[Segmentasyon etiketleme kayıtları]
• • • • •

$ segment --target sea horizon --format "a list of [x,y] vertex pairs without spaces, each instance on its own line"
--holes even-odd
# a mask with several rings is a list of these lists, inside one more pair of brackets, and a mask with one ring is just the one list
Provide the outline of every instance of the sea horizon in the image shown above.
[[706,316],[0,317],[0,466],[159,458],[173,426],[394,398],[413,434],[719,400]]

• • • • •

Alıştırma: Yukarıdaki listenin tamamını iki sütunlu bir CSV olarak yeniden yaz; her metin ile cevabı bir satır olsun, metin "girdi" sütununa, cevap "cikti" sütununa girsin. Her alanı tırnak içine al ve satır sonlarını boşluğa çevir.

Beklenen çıktı:
girdi,cikti
"$ segment --target sea horizon --format ""a list of [x,y] vertex pairs without spaces, each instance on its own line"" --holes even-odd # a mask with several rings is a list of these lists, inside one more pair of brackets, and a mask with one ring is just the one list Provide the outline of every instance of the sea horizon in the image shown above.","[[706,316],[0,317],[0,466],[159,458],[173,426],[394,398],[413,434],[719,400]]"